== Goal ==
Set down all of the data that follows word for word, without the images.

== Record extracts ==
********
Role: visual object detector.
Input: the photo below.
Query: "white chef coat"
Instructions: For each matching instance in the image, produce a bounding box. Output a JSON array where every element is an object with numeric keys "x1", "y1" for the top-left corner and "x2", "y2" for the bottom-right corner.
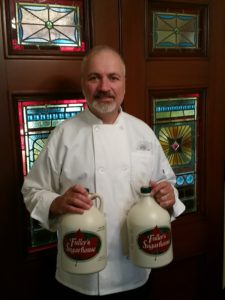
[{"x1": 22, "y1": 108, "x2": 185, "y2": 295}]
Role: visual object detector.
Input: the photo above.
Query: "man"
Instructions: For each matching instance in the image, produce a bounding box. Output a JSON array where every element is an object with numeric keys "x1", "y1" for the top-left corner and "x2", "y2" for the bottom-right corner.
[{"x1": 22, "y1": 46, "x2": 184, "y2": 299}]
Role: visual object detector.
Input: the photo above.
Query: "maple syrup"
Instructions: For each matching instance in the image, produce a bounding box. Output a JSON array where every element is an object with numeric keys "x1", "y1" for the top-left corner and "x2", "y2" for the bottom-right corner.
[
  {"x1": 127, "y1": 187, "x2": 173, "y2": 268},
  {"x1": 59, "y1": 194, "x2": 107, "y2": 274}
]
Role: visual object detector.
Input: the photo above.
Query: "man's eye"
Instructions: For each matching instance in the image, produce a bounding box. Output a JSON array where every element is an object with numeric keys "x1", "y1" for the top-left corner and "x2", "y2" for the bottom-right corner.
[
  {"x1": 110, "y1": 76, "x2": 119, "y2": 81},
  {"x1": 88, "y1": 76, "x2": 98, "y2": 81}
]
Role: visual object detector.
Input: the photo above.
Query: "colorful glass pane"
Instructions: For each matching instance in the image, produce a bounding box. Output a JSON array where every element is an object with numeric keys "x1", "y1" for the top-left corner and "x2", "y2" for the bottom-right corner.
[
  {"x1": 153, "y1": 94, "x2": 199, "y2": 211},
  {"x1": 16, "y1": 2, "x2": 81, "y2": 47},
  {"x1": 18, "y1": 99, "x2": 86, "y2": 252},
  {"x1": 152, "y1": 12, "x2": 199, "y2": 49},
  {"x1": 10, "y1": 0, "x2": 86, "y2": 54}
]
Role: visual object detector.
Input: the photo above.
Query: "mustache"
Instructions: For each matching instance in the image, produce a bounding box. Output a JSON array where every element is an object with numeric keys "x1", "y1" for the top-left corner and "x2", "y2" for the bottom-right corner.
********
== The result ==
Role: visual object detector.
Input: the photo below.
Query: "white chef coat"
Instructions: For each matching instance in the image, produce a bounding box. Output a JSON array where every element is an object with numeric keys "x1", "y1" for the top-left corner and "x2", "y2" for the bottom-right corner.
[{"x1": 22, "y1": 108, "x2": 185, "y2": 295}]
Role: visual object detector.
Input: the photo above.
Query: "man"
Instructions: For each matching instance in the image, produce a bounding box. Output a JSON array where every element is an object with numeric keys "x1", "y1" for the top-left corner and "x2", "y2" for the bottom-right corner.
[{"x1": 22, "y1": 46, "x2": 184, "y2": 299}]
Role: visual object detector.
Input: the photo above.
Query: "maple syrup"
Instructions: For each matching instance in the image, produce a bounding box. Output a JSON array where every element is an object with numeric keys "x1", "y1" for the top-left corner and "x2", "y2" for the bottom-right corner.
[
  {"x1": 127, "y1": 187, "x2": 173, "y2": 268},
  {"x1": 59, "y1": 194, "x2": 107, "y2": 274}
]
Role: visual object detector.
Input: the photo above.
Query: "man's eye"
Instructions: For each matching instance in the image, produce a bounding box. Output a JSON array where every element is an object with numeric keys "x1", "y1" for the top-left corner and "x2", "y2" for the bottom-right corner.
[
  {"x1": 110, "y1": 76, "x2": 119, "y2": 81},
  {"x1": 88, "y1": 76, "x2": 98, "y2": 81}
]
Role: visual object detector.
Input: the photo above.
Query: "colorful glass pane"
Instructions: For each matching instance in the image, produce a bounding box. Output a JSON array where every element is an object with numeric keys "x1", "y1" for the top-left corner and "x2", "y2" for the bottom-right corner.
[
  {"x1": 153, "y1": 94, "x2": 199, "y2": 211},
  {"x1": 16, "y1": 2, "x2": 81, "y2": 47},
  {"x1": 18, "y1": 99, "x2": 86, "y2": 252},
  {"x1": 152, "y1": 12, "x2": 199, "y2": 49},
  {"x1": 10, "y1": 0, "x2": 86, "y2": 54}
]
Role: visual object detector.
Input: the photo above.
Query: "mustache"
Instructions: For each matching instance in the image, produce a bounding box. Output a JSON array where every element is an object with numeric keys "x1", "y1" for the top-left corner and "x2", "y2" for the bottom-right corner.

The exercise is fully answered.